▸ GIVEN TEXT:
________________________
Are you saying you have remote central locking?

Is the keyfob a Skoda one?

Just because it has a skoda badge doesn't mean it is OE. If you have an aftermarket remote central locking unit, it is often wired to the driver side wiring to mimic the actions of the central locking switch, so unless the above is fixed the remote won't work.

The fuel sender most likely is broken. When the guage has dropped, bounce the rear of the car up and down. You will probably find the guage briefly returns to the correct reading.

ive seen this issue lots and the fault has been a damaged cable from the window motor thats why i say check the wiring

i

I'd agree that the central locking problem is most likely with the driver's door cabling or connectors.

Fuel tank issue is probably the tank sender, or the connections there. I hope there are no issues with the other gauges though. It there were, it would suggest a problem with the instrument panel PCB.

  • Author

Many thanks for taking time to respond! When I unlock the car from the boot lock, ALL doors unlock fine, interior light comes on etc.

I replaced the drivers door regulator earlier this year, but not the motor, so maybe a poor connection? I just tried sitting in the car and locking the car with the key in the door lock (with the window down) car locked all doors (this time!) and I can use the switch on the drivers door to unlock all doors, but this switch will NEVER lock any doors?

The key fob is definetely genuine. The fuel guage problem hasn't happened for weeks now, which is making me think it must be a connection problem?

I think it might be time to pull off the door trim and have a play?

When you unlock using the boot, all the door except the driver's side are opening, which shows the Central Convenience Module is working correctly. It is accepting lock/unlock inputs and sending lock/unlock commands to the doors.

The most likely cause is the control unit that is part of the driver side door window motor. Unfortunately, it is an integral part of the window motor so the motor will have to be replaced. It controls the window, the mirror heater, door lock, flashing LED, interior light and the central locking switches in the door arm panel. This is why you have no drive to the door lock motor and the interior light doesn't work. It is possible that it is a fault in the wiring, but it would take multiple faults to create your symptoms.

Are you saying you have remote central locking?

Is the keyfob a Skoda one?

Just because it has a skoda badge doesn't mean it is OE. If you have an aftermarket remote central locking unit, it is often wired to the driver side wiring to mimic the actions of the central locking switch, so unless the above is fixed the remote won't work.

The fuel sender most likely is broken. When the guage has dropped, bounce the rear of the car up and down. You will probably find the guage briefly returns to the correct reading.

After my issue on Sunday ( http://briskoda.net/forums/topic/176736-help-only-the-boot-will-lockunlock-all-4-doors-do-nothing/page__p__2130431__fromsearch__1entry2130431 ), I know how you feel!

Mine was the power line for the central locking going to the drivers door, shorting on the body and blowing the central locking (4 doors only)/fuel cap fuse (fuse 38). The boot is conveniently on a different circuit, so that was the only thing that unlocked and locked with the remote fob.

With fuse 38 removed, the drivers door control panel still works (opening/closing all windows and locking/unlocking the boot only). What doesn't work is the deadlocks, filler cap, door LED and central locking of the four doors (with remote, key or interior switch).

If your boot lock unlocks and locks all the doors perfectly, then there must be power to all the locks.

I don't know much about the central locking so I can't help much, but rwbaldwin diagnosed my fault pretty accurately!

Suppose you could have a broken wire in a similar place to mine. I guess there's a signal wire that tells the CCM when the drivers door has been locked/unlocked with the key/switch, which in turn sends a signal to all the other door lock modules. Does that make sense, or is it even feasable?

Where is the remote central locking receiver located anyway? Drivers door or dash somewhere?
________________________
▸ DATA SHOWN:

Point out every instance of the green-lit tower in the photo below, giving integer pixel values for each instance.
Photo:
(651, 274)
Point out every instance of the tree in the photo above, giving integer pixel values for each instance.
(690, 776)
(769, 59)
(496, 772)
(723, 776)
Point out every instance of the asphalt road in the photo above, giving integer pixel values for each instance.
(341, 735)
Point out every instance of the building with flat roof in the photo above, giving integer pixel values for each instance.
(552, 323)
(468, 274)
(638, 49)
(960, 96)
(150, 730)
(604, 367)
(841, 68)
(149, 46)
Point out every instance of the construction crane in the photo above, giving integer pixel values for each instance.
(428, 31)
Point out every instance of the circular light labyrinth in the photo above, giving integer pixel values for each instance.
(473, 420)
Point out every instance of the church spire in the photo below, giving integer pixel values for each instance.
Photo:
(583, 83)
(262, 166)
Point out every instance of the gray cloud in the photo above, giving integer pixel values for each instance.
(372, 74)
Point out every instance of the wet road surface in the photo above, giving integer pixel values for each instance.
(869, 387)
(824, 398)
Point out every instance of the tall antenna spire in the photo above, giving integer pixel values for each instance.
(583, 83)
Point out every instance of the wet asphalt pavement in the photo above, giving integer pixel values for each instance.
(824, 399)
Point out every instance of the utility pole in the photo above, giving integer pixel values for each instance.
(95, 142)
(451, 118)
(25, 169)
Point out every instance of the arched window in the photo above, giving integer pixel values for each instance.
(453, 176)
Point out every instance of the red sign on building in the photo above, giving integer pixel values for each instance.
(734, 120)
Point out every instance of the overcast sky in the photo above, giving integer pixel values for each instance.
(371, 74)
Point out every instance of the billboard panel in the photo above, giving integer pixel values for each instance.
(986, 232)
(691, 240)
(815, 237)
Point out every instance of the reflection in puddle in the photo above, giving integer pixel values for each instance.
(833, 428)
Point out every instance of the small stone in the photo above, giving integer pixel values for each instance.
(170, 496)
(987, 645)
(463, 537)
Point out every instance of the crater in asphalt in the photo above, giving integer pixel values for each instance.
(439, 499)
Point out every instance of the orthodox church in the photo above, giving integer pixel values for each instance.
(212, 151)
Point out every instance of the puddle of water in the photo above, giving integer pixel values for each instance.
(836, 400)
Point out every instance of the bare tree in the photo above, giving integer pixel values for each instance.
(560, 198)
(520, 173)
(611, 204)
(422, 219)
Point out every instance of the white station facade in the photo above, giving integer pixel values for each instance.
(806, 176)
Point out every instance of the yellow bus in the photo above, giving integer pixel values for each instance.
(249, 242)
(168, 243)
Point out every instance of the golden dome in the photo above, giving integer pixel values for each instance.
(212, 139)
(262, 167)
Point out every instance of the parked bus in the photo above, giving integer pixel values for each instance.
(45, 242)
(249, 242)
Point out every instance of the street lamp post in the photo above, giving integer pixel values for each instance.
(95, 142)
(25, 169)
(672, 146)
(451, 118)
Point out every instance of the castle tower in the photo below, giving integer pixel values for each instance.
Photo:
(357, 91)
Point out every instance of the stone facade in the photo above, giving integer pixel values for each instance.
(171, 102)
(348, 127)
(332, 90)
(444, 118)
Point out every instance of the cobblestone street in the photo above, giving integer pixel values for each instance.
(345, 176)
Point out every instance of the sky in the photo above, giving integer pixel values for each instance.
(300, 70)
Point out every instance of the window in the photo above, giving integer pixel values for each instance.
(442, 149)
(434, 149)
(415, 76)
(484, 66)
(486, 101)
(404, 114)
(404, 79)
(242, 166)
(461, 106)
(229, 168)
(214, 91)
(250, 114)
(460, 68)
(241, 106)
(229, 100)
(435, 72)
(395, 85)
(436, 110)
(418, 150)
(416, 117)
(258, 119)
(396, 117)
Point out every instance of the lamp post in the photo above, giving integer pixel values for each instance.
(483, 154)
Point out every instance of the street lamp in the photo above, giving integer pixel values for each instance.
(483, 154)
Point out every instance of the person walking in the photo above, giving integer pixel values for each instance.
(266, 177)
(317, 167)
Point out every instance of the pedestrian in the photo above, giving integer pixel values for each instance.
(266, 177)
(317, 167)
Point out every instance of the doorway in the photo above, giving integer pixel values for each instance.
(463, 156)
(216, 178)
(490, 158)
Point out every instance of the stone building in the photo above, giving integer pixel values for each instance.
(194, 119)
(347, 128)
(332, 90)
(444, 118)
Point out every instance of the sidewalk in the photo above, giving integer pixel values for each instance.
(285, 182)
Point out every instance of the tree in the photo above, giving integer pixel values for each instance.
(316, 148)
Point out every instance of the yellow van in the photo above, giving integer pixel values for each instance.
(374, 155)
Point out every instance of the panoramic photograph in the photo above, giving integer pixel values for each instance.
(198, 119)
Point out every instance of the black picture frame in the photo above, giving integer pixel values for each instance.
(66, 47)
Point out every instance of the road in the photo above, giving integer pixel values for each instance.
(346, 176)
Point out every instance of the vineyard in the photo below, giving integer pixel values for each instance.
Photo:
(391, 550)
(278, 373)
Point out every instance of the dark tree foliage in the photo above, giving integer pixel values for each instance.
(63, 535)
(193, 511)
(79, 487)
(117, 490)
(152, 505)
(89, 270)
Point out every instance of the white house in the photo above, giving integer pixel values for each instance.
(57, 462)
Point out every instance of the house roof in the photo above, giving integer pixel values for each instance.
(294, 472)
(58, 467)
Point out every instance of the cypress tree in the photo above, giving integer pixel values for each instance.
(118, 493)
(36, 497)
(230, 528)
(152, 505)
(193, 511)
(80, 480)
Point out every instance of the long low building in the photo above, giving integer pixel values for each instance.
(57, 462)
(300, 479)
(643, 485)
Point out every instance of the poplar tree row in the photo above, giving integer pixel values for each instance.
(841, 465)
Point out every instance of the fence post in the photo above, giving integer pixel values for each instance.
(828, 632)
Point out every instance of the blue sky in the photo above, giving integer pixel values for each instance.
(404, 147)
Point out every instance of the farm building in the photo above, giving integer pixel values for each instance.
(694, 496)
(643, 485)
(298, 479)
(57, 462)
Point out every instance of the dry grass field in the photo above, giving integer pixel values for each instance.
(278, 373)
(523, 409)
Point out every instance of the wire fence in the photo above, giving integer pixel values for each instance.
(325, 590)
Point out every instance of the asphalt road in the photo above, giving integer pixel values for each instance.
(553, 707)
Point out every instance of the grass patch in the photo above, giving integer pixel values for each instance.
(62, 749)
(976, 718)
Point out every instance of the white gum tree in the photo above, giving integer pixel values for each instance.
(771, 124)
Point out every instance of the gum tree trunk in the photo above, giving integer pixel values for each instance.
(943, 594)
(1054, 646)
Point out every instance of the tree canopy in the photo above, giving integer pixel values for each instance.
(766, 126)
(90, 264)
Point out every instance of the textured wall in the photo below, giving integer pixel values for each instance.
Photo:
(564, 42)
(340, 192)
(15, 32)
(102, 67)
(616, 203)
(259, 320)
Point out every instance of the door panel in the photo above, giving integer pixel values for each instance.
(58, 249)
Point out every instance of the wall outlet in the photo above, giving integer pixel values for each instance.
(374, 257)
________________________
▸ ACTIVITY 1: Condense the paragraph of the central locking discussion that begins "The most likely cause is the control unit" into a bulleted list, retaining its main facts.
▸ ACTIVITY 2: Set down word for word the portion of the central locking discussion starting with "ive seen this" and going on through "comes on etc.".
Rely solely on the central locking discussion when responding.

▸ EXERCISE RESPONSE 1:
- The most likely cause is the control unit that forms part of the driver-side door window motor.
- Because the unit is integral to the window motor, the motor will have to be replaced.
- The unit controls the window, mirror heater, door lock, flashing LED, interior light and the central locking switches in the door arm panel.
- This explains why there is no drive to the door lock motor and why the interior light does not work.
- A wiring fault is possible, but it would take multiple faults to produce these symptoms.

▸ EXERCISE RESPONSE 2:
ive seen this issue lots and the fault has been a damaged cable from the window motor thats why i say check the wiring

i

I'd agree that the central locking problem is most likely with the driver's door cabling or connectors.

Fuel tank issue is probably the tank sender, or the connections there. I hope there are no issues with the other gauges though. It there were, it would suggest a problem with the instrument panel PCB.

  • Author

Many thanks for taking time to respond! When I unlock the car from the boot lock, ALL doors unlock fine, interior light comes on etc.